> **WHAT TO DO**: Rewrite the stretch from the line containing "drop a point: the red baseball cap" through the end of the material below, changing "renault logo" to "sponsor logo" and leaving everything else as it is.

> **SOURCE RECORDS**:
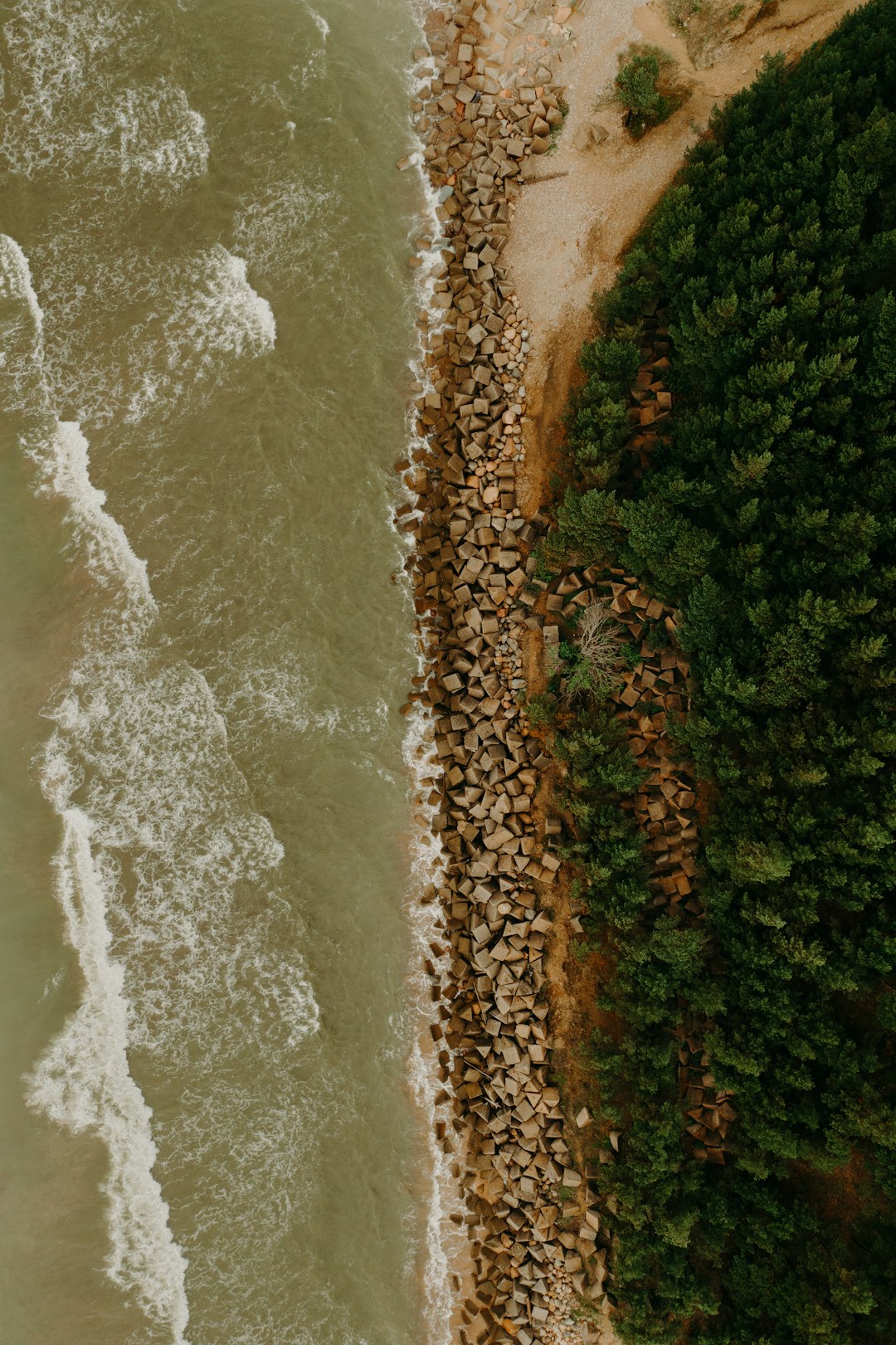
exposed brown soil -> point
(580, 212)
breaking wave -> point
(164, 872)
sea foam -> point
(69, 113)
(84, 1083)
(158, 841)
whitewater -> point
(202, 390)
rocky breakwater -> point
(530, 1216)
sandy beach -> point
(540, 188)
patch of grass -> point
(541, 709)
(704, 24)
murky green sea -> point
(206, 322)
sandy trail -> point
(571, 229)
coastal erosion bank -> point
(533, 1270)
(497, 366)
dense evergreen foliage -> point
(770, 522)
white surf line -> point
(84, 1084)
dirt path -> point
(572, 227)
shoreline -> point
(508, 281)
(495, 1118)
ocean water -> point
(210, 1089)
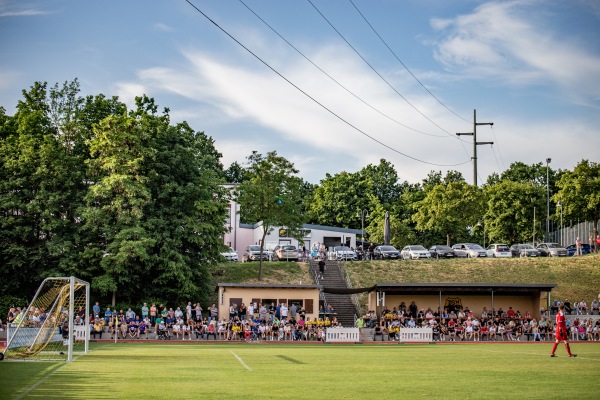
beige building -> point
(306, 296)
(530, 298)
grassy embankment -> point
(577, 277)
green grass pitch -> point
(288, 371)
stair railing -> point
(354, 296)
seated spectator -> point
(98, 329)
(143, 329)
(132, 330)
(379, 331)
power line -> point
(374, 70)
(404, 65)
(498, 145)
(315, 100)
(333, 79)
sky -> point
(333, 85)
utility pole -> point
(475, 143)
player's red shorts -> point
(560, 336)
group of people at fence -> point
(463, 325)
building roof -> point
(267, 285)
(463, 288)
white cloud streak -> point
(501, 41)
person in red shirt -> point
(561, 332)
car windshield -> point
(474, 247)
(342, 248)
(388, 248)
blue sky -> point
(532, 67)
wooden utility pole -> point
(475, 143)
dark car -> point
(441, 251)
(385, 252)
(524, 250)
(552, 250)
(585, 249)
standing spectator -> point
(561, 332)
(321, 268)
(145, 311)
(214, 313)
(188, 311)
(153, 314)
(199, 310)
(96, 310)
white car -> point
(230, 255)
(471, 250)
(414, 252)
(344, 253)
(499, 250)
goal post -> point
(55, 325)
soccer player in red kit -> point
(561, 332)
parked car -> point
(414, 252)
(230, 255)
(442, 251)
(252, 253)
(497, 250)
(470, 250)
(386, 253)
(343, 253)
(585, 249)
(552, 250)
(285, 252)
(524, 250)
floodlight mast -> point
(475, 143)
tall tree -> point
(337, 199)
(449, 208)
(579, 192)
(271, 195)
(509, 212)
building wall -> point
(474, 302)
(278, 295)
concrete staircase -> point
(342, 303)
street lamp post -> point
(559, 205)
(362, 214)
(548, 160)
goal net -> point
(55, 325)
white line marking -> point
(537, 354)
(241, 361)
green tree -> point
(40, 189)
(510, 208)
(449, 209)
(579, 192)
(271, 195)
(338, 197)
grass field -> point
(275, 371)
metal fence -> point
(568, 234)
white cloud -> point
(501, 40)
(19, 9)
(159, 26)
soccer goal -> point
(54, 326)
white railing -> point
(349, 335)
(415, 335)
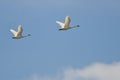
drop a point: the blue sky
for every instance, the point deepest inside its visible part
(49, 52)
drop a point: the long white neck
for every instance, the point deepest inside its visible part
(26, 35)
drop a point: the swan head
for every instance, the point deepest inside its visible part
(16, 37)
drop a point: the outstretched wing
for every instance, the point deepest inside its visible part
(14, 32)
(61, 24)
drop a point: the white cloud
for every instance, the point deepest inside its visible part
(96, 71)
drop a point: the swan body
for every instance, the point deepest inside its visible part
(66, 24)
(18, 35)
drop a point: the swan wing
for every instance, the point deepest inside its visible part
(67, 22)
(14, 32)
(61, 24)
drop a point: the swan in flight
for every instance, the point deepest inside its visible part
(66, 24)
(18, 35)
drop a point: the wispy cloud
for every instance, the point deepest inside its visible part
(96, 71)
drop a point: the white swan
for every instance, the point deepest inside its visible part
(18, 35)
(66, 24)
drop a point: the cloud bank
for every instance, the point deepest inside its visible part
(96, 71)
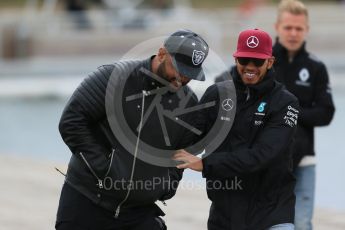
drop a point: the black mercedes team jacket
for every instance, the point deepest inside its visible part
(249, 177)
(306, 77)
(100, 166)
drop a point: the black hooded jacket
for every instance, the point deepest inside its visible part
(249, 177)
(100, 167)
(307, 78)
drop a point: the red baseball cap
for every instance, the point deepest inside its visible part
(254, 44)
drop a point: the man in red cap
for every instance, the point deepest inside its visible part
(249, 177)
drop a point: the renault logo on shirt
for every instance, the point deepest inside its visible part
(261, 107)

> **ANSWER**:
drop a point: the red baseball cap
for every instance, the point deepest inside its visible part
(254, 44)
drop a point: the man in red cap
for every instance, the point deepest inside its visible part
(249, 177)
drop a point: the sponsor logo on shirt
for every instance, the point deepest inside its visible part
(261, 107)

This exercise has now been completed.